Repeat exactly the lines from the line containing "hanging plant, writing" through the last line of the records below, inclusive, and nothing else.

○ ○ ○

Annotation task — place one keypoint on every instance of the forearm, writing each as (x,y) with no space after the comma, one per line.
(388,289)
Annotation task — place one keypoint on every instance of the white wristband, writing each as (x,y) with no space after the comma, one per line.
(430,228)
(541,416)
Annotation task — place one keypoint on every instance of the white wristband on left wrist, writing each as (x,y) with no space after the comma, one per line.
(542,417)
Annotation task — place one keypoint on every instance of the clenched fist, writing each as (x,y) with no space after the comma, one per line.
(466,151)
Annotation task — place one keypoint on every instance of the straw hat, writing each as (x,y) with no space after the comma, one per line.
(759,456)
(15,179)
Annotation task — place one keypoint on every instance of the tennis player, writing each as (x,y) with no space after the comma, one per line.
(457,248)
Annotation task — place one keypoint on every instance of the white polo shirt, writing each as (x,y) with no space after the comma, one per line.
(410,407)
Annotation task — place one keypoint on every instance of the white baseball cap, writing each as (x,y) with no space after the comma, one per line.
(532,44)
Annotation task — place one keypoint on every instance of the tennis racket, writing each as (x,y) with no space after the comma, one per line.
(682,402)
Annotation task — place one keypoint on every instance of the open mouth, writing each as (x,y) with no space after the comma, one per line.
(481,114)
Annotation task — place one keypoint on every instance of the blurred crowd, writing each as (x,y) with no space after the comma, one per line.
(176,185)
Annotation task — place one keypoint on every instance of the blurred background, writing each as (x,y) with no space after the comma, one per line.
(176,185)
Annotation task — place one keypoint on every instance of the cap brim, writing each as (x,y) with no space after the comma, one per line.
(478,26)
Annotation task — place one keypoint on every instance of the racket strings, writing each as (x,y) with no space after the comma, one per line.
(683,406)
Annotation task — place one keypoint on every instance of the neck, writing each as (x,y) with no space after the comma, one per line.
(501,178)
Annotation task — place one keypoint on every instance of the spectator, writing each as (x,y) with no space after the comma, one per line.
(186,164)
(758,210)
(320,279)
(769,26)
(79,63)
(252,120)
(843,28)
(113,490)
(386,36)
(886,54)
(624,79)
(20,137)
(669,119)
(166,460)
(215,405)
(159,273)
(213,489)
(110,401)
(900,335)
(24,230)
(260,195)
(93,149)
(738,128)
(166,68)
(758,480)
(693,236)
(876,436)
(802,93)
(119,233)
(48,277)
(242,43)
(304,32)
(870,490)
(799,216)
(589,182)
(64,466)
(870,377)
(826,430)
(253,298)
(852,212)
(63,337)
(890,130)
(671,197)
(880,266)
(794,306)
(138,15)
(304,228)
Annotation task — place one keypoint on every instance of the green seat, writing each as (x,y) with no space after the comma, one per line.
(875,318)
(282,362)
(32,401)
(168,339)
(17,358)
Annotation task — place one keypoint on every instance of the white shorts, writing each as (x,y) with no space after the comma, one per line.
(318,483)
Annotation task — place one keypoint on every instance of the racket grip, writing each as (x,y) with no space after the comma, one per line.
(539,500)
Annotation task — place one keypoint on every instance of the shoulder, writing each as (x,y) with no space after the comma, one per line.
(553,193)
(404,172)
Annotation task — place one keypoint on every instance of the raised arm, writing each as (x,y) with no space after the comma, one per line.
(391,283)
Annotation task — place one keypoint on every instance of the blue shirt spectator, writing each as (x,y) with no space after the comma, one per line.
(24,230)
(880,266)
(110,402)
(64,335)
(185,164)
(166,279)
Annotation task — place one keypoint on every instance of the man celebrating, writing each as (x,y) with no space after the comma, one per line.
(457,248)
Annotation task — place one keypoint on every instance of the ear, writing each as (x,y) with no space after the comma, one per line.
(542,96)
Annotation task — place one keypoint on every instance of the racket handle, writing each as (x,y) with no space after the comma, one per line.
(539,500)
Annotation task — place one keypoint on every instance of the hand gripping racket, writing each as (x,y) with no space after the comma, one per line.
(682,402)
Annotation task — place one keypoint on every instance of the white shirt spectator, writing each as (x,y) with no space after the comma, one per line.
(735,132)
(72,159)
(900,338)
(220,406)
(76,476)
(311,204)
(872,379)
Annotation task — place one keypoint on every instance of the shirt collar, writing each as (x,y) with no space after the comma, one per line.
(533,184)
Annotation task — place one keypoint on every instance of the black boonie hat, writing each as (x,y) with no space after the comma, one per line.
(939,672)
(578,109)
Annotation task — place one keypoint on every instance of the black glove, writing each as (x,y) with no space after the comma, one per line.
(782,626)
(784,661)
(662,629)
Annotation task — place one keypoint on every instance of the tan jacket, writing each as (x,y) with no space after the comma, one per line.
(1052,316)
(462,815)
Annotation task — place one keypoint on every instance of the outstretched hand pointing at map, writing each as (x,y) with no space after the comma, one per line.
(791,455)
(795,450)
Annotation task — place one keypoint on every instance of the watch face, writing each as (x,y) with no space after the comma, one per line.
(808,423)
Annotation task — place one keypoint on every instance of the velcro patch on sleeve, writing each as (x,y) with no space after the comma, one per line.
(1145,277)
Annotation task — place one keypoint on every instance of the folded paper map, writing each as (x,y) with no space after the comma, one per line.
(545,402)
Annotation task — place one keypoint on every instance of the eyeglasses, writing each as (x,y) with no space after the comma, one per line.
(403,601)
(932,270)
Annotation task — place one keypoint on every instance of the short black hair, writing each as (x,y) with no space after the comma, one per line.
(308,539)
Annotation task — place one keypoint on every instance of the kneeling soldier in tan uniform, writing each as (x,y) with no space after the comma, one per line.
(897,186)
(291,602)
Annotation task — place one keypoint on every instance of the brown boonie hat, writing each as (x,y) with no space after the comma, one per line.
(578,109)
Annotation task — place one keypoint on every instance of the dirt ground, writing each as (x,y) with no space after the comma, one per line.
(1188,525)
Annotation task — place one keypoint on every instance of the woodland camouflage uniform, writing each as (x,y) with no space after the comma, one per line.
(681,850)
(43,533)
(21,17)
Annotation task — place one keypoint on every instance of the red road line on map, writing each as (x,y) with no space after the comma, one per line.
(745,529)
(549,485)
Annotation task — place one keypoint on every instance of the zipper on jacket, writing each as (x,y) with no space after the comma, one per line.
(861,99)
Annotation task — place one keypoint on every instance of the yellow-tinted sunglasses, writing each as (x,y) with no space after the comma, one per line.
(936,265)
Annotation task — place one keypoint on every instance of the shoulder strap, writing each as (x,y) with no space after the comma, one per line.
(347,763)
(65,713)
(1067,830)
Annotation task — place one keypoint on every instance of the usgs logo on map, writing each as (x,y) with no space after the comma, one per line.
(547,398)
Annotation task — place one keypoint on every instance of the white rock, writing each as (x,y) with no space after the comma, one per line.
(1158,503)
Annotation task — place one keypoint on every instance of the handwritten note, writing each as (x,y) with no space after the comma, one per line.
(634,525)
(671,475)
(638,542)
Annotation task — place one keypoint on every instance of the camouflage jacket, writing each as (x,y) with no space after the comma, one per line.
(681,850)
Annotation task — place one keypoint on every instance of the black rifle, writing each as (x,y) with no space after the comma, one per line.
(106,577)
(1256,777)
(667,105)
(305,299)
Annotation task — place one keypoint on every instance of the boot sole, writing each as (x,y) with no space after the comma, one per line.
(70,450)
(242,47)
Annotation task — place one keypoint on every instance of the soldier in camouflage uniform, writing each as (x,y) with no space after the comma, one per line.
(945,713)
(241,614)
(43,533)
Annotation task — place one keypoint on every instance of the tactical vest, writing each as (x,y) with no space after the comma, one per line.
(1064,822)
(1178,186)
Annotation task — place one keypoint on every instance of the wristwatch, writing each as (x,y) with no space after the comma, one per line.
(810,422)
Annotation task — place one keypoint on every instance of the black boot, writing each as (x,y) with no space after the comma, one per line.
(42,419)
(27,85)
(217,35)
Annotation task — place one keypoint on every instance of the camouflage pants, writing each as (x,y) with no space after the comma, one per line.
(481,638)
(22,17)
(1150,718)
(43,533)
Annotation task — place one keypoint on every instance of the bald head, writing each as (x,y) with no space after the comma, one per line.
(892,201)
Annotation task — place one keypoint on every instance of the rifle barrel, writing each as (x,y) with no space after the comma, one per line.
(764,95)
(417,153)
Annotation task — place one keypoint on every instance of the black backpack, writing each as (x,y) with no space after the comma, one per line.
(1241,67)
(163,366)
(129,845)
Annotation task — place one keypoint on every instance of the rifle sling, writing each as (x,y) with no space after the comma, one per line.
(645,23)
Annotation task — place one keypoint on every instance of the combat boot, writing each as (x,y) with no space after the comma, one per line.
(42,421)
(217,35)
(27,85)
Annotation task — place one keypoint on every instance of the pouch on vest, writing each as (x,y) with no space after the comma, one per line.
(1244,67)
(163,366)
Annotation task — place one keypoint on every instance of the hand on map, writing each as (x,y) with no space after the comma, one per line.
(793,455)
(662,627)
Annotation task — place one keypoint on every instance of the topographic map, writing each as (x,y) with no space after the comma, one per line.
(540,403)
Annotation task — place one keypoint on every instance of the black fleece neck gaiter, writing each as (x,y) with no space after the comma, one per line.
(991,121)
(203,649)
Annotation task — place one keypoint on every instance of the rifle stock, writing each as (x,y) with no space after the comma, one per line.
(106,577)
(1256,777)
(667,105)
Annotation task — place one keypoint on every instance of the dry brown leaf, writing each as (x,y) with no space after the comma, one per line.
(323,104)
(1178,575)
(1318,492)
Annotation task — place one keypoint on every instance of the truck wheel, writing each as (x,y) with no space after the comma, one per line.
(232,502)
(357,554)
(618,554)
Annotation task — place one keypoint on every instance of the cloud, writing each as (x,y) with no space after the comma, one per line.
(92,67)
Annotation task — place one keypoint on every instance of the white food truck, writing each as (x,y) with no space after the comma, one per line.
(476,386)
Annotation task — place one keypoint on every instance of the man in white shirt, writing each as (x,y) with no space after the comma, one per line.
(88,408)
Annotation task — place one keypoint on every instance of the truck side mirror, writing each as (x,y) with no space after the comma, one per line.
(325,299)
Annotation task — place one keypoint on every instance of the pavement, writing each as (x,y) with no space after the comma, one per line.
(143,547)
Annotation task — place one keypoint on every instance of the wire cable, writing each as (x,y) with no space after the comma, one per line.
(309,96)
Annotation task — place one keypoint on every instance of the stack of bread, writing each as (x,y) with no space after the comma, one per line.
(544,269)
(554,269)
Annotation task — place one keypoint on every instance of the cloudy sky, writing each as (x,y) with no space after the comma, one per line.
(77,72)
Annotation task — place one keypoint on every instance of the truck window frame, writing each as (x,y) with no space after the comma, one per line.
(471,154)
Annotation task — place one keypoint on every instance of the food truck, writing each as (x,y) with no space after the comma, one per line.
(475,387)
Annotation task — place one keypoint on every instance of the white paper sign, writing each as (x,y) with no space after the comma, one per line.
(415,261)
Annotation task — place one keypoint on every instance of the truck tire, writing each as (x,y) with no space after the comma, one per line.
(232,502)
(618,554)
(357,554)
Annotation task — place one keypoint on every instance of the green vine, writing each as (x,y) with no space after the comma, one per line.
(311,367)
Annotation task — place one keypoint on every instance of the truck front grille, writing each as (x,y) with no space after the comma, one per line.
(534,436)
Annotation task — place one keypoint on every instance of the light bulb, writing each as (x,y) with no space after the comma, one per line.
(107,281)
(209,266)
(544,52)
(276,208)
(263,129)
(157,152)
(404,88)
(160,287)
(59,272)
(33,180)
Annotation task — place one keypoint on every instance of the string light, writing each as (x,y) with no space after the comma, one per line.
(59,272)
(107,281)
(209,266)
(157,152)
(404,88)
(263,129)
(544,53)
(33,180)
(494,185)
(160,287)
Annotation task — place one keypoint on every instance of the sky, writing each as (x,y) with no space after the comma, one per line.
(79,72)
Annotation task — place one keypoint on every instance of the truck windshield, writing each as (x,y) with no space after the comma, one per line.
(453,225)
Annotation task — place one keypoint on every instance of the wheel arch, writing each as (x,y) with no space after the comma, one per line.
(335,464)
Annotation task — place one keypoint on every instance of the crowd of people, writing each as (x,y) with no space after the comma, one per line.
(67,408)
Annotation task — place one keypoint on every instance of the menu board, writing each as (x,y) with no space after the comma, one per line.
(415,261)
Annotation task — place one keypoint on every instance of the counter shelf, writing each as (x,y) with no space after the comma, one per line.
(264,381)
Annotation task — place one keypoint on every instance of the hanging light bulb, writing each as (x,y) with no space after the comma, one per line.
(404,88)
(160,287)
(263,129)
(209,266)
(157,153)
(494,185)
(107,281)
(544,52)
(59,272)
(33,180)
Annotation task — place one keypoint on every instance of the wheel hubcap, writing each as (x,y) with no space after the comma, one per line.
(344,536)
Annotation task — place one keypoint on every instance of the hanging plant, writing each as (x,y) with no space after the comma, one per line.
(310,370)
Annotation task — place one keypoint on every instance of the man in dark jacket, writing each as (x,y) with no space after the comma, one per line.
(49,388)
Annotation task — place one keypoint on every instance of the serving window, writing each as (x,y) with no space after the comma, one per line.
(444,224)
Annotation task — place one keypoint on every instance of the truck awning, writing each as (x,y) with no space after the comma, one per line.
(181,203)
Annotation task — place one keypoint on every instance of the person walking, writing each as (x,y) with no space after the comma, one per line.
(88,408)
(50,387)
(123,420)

○ ○ ○

◆ Solution
Annotation task — place one keypoint on every instance of the hanging plant, writing each as (x,y) with no space after the comma, one per line.
(310,370)
Annotation task — place one keypoint on every instance of the man in dark jacket, writing each as (x,y) with no space after the comma, one per line.
(49,388)
Annotation task — place one keypoint on every instance of the serving window, writing each as (x,y) with no space after the comma, one per line.
(444,224)
Annotation task — place one keypoint on every instance of the truck awning, writing each as (x,y) with no space after the comma, one per line.
(181,203)
Annotation task — place one keypoint on every instance of the person walking, writing each as (x,y) with no space after the comma, one per line.
(88,408)
(50,387)
(123,420)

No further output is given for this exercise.